══ Data provided
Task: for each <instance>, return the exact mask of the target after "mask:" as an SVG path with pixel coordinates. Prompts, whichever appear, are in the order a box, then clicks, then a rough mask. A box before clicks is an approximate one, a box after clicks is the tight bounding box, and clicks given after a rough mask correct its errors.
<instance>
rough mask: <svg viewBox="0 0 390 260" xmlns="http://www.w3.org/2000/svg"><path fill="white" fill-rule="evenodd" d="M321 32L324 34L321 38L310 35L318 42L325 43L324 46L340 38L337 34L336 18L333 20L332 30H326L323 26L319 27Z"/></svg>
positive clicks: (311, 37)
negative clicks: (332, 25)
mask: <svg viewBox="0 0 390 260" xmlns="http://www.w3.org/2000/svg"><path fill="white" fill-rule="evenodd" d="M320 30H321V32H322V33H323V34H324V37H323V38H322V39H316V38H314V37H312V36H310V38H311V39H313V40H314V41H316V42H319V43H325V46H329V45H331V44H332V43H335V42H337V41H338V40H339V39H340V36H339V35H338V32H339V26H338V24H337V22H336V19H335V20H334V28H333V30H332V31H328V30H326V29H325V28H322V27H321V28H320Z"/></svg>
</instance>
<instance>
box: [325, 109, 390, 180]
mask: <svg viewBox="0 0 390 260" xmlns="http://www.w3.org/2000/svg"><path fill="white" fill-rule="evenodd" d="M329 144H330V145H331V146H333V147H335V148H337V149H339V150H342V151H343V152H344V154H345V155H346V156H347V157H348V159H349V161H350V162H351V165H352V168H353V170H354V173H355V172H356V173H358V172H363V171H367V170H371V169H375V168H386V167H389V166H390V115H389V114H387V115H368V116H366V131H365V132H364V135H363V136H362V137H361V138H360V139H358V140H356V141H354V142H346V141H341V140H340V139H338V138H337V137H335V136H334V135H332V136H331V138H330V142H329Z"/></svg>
════
## Action item
The data must be transcribed in full. Every word stays the same.

## Expected output
Task: for each <instance>, return the exact mask of the target after "mask:" as an SVG path with pixel coordinates. Prompts, whichever appear, are in the order a box, then clicks, then a rough mask. A box before clicks is an approximate one, a box after clicks is the tight bounding box, and clicks given after a rough mask correct its errors.
<instance>
rough mask: <svg viewBox="0 0 390 260" xmlns="http://www.w3.org/2000/svg"><path fill="white" fill-rule="evenodd" d="M321 32L324 34L321 38L310 35L318 42L325 43L324 46L340 38L337 34L336 18L333 20L332 30H326L323 26L319 27Z"/></svg>
positive clicks: (311, 37)
negative clicks: (332, 25)
mask: <svg viewBox="0 0 390 260" xmlns="http://www.w3.org/2000/svg"><path fill="white" fill-rule="evenodd" d="M320 30H321V32H322V33H323V34H324V37H323V38H322V39H316V38H314V37H312V36H310V38H311V39H313V40H314V41H316V42H319V43H325V46H329V45H331V44H332V43H335V42H337V41H338V40H339V39H340V36H339V35H338V32H339V26H338V24H337V22H336V19H335V20H334V28H333V30H332V31H328V30H326V29H325V28H322V27H321V28H320Z"/></svg>
</instance>
<instance>
box: [325, 109, 390, 180]
mask: <svg viewBox="0 0 390 260" xmlns="http://www.w3.org/2000/svg"><path fill="white" fill-rule="evenodd" d="M329 144H330V145H331V146H333V147H335V148H337V149H339V150H342V151H343V152H344V154H345V155H346V156H347V157H348V159H349V161H350V162H351V165H352V168H353V170H354V173H355V172H356V173H358V172H363V171H367V170H371V169H375V168H386V167H389V166H390V115H389V114H387V115H368V116H366V131H365V132H364V135H363V136H362V137H361V138H360V139H358V140H356V141H354V142H346V141H341V140H340V139H338V138H337V137H335V136H334V135H332V136H331V138H330V142H329Z"/></svg>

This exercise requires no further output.